**ASSIGNMENT**
Each time a line of the listing holds "bench", copy that line.

(EXCERPTED RECORDS Opens)

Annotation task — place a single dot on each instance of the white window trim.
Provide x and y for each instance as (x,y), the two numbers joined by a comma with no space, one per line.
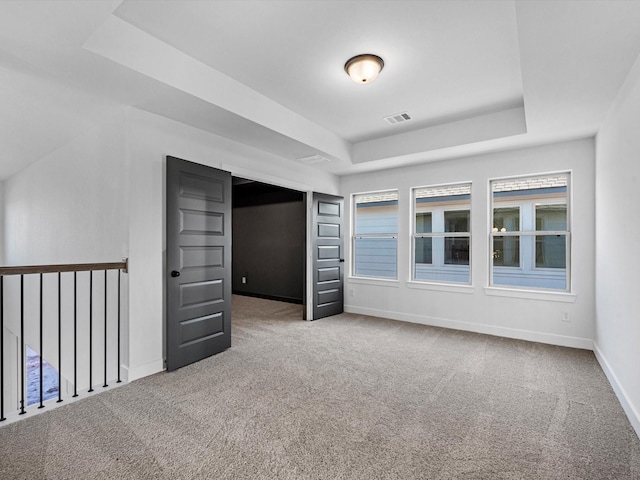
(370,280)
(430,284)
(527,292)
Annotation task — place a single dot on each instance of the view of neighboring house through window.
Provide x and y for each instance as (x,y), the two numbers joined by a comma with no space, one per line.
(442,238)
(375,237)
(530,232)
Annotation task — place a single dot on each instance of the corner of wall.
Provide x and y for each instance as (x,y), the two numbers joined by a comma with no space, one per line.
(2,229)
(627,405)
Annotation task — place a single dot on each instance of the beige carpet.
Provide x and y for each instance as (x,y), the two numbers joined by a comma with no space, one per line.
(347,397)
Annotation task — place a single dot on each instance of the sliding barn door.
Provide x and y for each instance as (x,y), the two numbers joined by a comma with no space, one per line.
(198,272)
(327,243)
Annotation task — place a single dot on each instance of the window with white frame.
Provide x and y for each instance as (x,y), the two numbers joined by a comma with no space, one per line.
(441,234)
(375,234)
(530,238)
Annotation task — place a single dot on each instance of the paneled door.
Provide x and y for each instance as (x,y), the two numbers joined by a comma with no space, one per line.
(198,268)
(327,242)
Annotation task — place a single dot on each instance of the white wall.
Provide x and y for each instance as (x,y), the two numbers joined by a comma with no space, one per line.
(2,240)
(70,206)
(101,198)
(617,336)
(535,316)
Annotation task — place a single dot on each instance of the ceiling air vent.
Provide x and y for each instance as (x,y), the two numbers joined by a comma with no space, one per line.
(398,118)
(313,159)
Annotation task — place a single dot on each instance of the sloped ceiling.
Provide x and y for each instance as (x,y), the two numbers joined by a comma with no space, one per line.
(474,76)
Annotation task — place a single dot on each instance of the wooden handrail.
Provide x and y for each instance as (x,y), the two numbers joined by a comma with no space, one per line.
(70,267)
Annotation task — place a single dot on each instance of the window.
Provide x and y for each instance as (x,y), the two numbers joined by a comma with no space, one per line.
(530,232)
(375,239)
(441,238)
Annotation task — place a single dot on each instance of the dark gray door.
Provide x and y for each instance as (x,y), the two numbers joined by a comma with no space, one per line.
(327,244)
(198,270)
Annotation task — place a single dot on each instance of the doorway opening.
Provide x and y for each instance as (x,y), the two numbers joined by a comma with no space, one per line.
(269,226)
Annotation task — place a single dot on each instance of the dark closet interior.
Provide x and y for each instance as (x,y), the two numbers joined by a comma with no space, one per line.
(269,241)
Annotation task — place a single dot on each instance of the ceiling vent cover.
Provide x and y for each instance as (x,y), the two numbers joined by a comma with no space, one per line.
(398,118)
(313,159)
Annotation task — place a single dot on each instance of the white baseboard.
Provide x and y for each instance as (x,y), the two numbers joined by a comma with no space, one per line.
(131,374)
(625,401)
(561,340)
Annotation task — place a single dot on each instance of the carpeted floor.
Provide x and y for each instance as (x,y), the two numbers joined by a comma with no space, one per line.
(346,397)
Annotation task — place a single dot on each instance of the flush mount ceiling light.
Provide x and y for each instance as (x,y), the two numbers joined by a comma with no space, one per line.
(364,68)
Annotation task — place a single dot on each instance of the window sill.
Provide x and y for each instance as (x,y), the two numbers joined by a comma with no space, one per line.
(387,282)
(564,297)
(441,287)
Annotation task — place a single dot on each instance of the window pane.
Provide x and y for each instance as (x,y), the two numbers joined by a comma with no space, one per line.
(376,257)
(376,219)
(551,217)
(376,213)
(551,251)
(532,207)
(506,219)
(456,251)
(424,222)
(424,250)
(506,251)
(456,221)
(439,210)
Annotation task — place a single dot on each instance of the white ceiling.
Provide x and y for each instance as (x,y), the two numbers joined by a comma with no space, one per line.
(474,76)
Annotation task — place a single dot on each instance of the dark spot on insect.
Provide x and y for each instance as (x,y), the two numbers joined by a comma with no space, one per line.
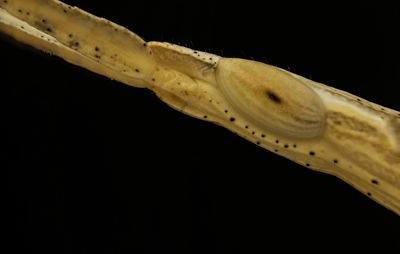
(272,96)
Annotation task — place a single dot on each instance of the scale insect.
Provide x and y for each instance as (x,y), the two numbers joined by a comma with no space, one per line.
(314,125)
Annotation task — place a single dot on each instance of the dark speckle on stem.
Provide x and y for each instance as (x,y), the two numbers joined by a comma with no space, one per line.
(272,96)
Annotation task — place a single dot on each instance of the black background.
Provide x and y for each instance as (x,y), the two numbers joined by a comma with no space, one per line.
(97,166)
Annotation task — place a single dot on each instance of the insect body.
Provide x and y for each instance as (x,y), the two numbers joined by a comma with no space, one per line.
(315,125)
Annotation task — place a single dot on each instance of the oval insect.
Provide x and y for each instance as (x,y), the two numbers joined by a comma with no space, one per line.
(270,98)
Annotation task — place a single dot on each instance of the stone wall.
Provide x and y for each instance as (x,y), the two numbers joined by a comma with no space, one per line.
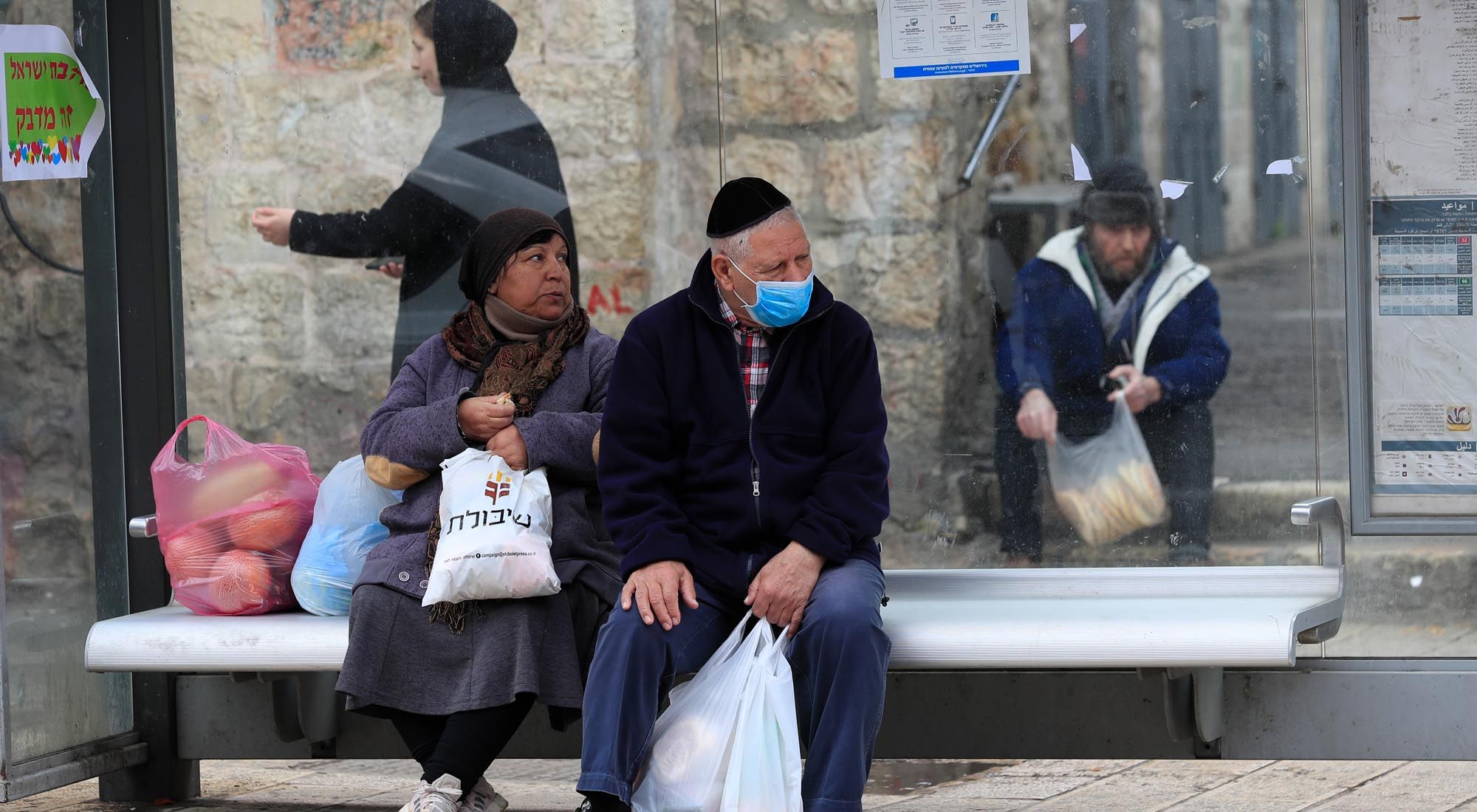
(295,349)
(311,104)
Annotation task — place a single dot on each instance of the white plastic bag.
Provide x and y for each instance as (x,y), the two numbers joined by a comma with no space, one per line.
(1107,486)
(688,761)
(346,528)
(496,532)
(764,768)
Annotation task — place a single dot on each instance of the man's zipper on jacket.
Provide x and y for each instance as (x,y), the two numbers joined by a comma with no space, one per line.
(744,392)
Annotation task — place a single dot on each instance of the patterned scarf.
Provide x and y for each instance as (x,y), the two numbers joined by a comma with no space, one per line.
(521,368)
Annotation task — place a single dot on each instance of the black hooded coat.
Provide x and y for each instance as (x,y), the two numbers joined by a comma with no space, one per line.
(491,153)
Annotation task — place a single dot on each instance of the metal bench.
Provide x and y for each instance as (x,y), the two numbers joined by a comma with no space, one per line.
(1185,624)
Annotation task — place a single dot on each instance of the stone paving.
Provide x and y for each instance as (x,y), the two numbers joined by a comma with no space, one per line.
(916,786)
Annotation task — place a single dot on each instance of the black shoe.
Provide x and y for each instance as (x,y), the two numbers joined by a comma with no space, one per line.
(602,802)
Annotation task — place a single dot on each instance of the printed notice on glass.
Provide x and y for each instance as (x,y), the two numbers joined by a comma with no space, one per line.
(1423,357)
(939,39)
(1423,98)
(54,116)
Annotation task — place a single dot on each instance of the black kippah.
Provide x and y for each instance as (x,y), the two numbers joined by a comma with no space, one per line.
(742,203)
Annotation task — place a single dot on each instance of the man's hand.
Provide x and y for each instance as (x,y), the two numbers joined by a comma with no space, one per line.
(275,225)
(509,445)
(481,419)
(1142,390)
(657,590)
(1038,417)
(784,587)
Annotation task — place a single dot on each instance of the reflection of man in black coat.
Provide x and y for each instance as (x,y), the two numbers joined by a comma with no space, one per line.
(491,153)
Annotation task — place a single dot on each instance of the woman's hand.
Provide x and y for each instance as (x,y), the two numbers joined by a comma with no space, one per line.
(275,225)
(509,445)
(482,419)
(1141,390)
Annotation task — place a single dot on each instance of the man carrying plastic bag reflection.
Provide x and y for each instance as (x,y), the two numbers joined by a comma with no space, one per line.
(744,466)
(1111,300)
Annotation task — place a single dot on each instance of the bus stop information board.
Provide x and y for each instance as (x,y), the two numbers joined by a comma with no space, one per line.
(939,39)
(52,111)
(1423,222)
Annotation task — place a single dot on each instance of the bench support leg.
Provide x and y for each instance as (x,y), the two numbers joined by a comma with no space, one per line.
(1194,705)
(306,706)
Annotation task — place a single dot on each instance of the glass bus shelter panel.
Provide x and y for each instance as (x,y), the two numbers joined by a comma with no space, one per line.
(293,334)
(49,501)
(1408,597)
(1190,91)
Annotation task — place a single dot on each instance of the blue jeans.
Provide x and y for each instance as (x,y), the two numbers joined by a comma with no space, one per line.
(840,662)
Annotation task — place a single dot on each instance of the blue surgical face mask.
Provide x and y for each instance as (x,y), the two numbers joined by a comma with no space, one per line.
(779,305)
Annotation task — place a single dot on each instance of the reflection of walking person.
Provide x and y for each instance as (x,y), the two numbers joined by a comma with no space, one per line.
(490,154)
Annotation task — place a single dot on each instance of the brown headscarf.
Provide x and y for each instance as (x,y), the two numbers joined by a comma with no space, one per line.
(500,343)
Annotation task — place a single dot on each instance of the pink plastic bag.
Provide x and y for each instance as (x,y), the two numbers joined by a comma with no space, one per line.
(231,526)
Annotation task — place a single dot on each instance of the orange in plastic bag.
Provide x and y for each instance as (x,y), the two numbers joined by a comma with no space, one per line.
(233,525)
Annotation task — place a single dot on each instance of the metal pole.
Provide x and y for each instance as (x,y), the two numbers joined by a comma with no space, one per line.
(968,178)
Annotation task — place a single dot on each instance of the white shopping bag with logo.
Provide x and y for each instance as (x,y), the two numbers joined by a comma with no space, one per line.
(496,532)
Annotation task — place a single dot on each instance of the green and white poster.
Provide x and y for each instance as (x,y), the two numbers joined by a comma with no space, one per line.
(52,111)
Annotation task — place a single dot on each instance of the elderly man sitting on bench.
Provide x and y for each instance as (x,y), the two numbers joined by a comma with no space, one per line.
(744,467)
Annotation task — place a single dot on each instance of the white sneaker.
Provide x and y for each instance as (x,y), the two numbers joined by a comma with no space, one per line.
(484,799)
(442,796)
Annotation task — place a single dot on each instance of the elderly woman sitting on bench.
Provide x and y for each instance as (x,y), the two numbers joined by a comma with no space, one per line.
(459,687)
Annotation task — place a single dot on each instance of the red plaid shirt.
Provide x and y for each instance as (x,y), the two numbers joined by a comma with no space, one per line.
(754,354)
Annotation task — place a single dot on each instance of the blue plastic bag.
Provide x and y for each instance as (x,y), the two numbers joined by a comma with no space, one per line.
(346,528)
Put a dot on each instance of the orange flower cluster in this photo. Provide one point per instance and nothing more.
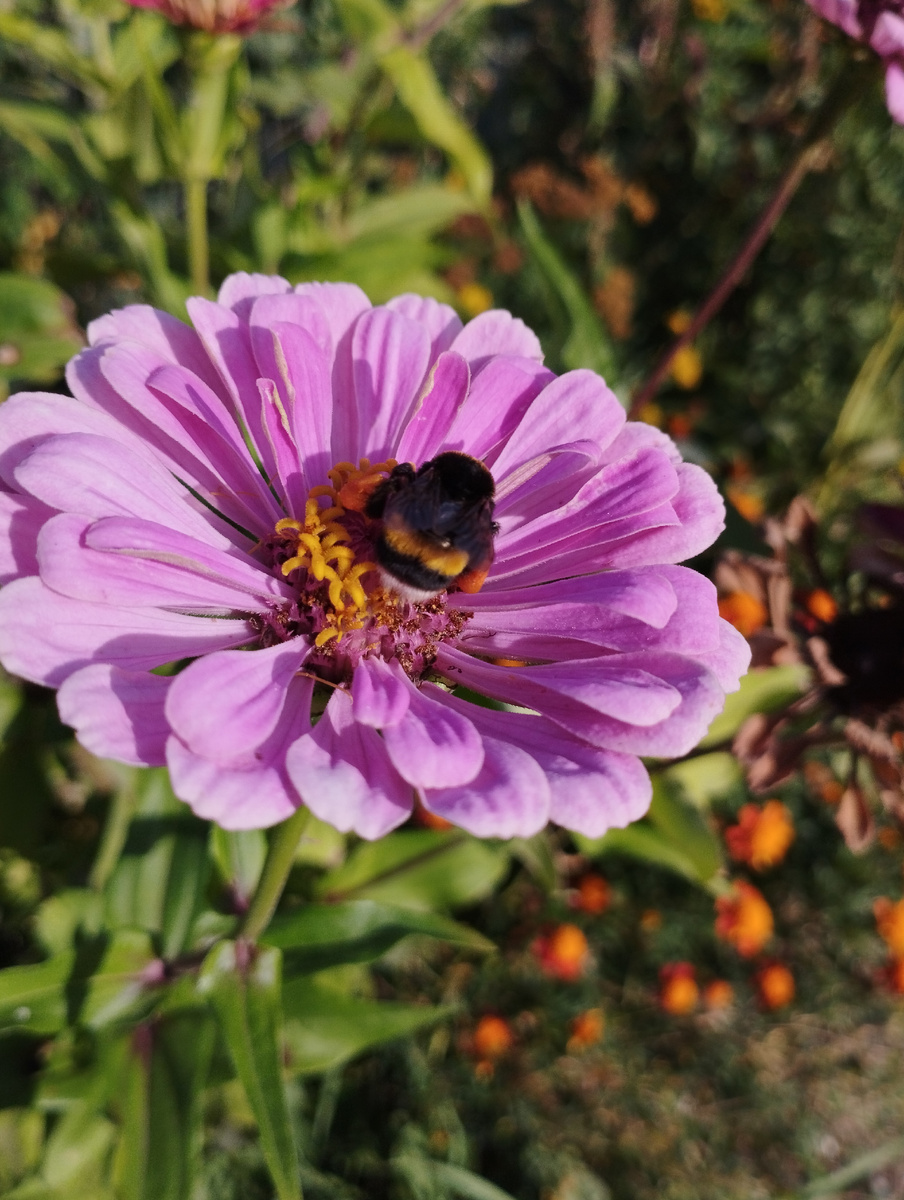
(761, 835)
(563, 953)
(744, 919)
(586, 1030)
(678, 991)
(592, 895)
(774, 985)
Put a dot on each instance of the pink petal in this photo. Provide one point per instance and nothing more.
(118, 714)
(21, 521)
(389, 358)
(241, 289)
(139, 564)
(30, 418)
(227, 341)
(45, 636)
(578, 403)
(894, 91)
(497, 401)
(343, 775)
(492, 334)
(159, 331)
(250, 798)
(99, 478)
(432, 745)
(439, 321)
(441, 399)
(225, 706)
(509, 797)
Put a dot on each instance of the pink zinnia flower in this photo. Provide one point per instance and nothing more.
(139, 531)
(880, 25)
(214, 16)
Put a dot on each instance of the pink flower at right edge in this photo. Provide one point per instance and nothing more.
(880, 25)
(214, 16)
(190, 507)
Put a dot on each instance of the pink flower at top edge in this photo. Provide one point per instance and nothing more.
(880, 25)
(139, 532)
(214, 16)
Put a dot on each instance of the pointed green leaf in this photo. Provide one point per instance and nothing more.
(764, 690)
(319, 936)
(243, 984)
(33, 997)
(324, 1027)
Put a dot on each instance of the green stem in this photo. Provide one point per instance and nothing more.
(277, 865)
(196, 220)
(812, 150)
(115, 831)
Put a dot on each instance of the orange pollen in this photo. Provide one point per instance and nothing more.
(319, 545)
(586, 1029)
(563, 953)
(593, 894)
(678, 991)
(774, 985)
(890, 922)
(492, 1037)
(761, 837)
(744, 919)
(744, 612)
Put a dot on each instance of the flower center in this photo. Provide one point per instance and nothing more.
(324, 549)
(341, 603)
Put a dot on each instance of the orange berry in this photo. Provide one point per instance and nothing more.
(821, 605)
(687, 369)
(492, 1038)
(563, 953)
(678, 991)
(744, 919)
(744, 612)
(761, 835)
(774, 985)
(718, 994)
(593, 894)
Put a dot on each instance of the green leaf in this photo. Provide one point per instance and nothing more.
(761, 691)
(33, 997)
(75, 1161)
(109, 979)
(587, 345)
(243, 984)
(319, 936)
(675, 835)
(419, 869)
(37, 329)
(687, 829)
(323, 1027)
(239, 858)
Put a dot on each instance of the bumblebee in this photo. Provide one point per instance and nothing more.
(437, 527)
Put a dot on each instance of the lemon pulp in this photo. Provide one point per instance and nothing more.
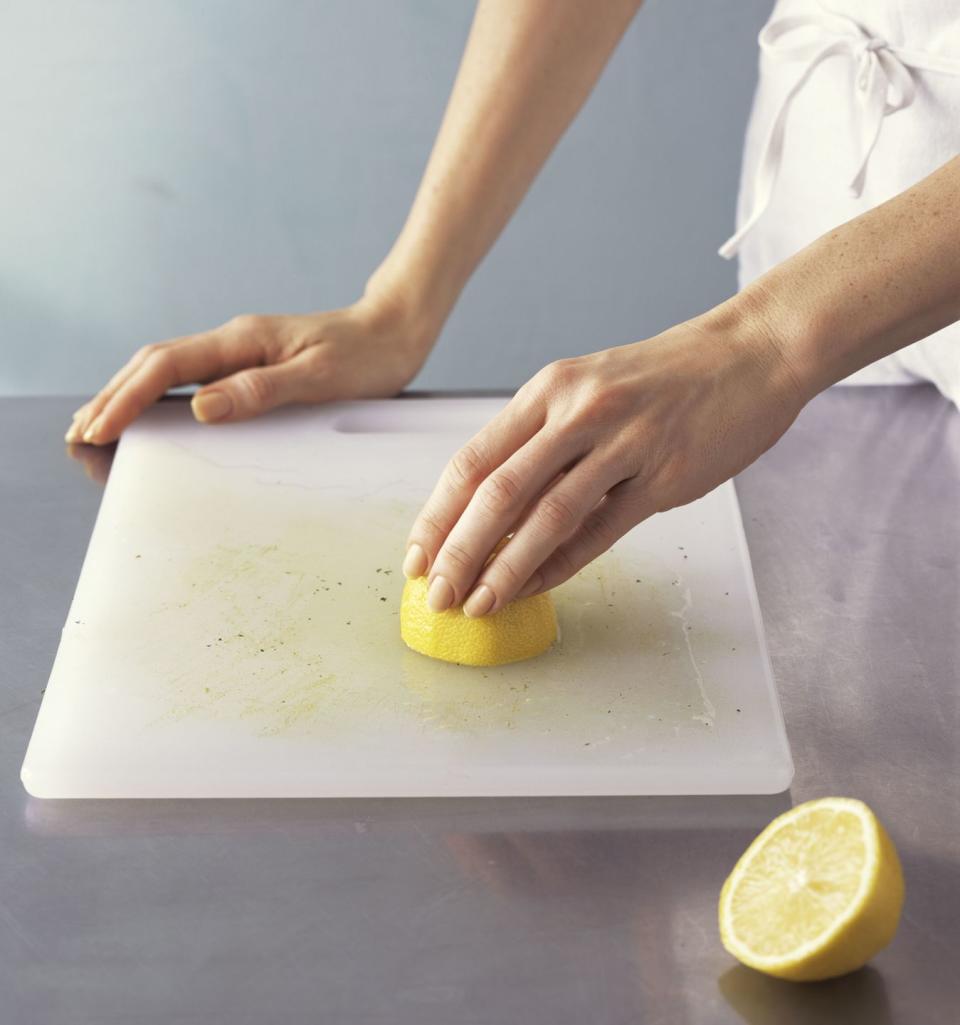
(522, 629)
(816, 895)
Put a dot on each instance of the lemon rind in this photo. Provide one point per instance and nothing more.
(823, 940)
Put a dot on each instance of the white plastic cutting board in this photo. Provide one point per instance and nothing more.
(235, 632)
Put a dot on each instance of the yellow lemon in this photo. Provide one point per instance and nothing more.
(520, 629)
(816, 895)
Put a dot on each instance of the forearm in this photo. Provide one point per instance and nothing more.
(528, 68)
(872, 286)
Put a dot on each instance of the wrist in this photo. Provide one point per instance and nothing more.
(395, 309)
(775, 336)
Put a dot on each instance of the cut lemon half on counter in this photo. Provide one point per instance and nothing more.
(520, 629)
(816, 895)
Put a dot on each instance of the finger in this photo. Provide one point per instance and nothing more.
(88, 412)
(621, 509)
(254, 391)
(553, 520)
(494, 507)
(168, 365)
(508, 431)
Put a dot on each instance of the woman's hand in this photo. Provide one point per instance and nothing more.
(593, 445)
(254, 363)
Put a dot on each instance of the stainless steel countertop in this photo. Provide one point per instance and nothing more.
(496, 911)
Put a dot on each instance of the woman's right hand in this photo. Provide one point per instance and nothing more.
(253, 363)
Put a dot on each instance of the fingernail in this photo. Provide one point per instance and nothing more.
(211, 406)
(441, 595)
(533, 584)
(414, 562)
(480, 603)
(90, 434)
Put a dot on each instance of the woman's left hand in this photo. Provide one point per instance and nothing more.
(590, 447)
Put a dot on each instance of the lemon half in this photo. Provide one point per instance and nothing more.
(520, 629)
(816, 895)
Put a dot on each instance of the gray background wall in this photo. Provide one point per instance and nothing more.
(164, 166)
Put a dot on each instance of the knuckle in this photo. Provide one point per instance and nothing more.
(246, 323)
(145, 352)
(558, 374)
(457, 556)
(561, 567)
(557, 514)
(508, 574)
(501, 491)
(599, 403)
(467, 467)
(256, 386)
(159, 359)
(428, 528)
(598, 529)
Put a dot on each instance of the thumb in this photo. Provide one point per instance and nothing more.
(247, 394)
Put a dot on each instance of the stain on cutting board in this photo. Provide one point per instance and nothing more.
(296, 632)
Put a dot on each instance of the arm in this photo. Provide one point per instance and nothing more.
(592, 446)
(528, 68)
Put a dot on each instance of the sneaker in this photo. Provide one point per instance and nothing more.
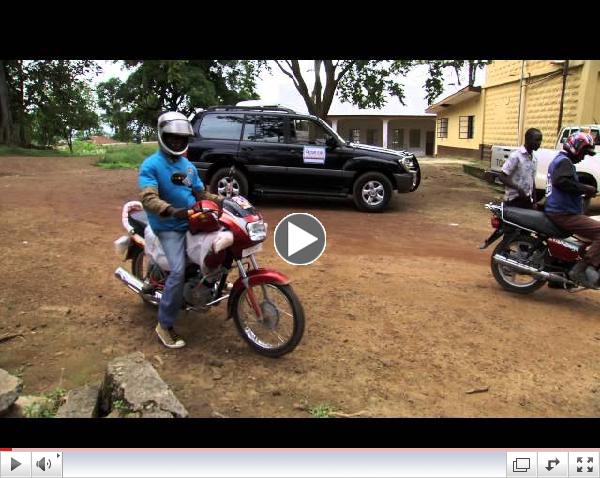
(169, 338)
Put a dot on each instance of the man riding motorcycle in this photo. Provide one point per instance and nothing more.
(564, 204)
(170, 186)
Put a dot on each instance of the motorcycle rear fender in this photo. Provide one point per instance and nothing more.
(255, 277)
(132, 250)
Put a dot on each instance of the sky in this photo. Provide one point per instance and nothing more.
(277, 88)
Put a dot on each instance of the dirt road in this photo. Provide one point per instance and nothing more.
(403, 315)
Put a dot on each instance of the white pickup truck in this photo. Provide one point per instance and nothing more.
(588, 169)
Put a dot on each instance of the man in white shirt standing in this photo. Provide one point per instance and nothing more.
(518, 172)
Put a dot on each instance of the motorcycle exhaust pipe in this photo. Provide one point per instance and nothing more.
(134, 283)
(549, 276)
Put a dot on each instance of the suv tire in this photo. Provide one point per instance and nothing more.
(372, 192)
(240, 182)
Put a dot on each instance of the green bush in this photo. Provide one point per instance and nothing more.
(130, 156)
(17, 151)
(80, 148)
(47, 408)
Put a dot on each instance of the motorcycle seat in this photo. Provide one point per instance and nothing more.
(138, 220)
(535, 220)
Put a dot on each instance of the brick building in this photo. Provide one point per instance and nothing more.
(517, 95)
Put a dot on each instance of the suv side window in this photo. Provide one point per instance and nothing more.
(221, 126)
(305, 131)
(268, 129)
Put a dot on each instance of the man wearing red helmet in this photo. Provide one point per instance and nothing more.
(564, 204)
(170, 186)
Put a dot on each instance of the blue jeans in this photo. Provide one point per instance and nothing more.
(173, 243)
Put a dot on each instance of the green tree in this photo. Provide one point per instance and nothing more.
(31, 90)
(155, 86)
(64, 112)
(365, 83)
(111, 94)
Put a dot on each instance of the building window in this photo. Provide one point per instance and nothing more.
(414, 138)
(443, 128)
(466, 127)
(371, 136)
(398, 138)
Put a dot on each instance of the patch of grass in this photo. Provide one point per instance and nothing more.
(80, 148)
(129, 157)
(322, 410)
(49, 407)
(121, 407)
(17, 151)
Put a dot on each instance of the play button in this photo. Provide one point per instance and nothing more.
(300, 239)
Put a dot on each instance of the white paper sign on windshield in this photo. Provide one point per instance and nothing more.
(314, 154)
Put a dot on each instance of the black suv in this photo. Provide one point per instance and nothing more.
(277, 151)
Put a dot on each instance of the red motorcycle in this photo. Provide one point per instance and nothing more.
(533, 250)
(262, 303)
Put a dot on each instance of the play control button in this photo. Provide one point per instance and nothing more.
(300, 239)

(EXCERPTED RECORDS Closes)

**RESPONSE BELOW**
Annotation task — place a single dot on each instance of the metal bench.
Annotation task — place a single dot on each instance of the bench support leg.
Annotation task — place a single dot on each instance of the elderly man sitting on bench.
Annotation task — place a single dot on each instance of the elderly woman sitting on bench.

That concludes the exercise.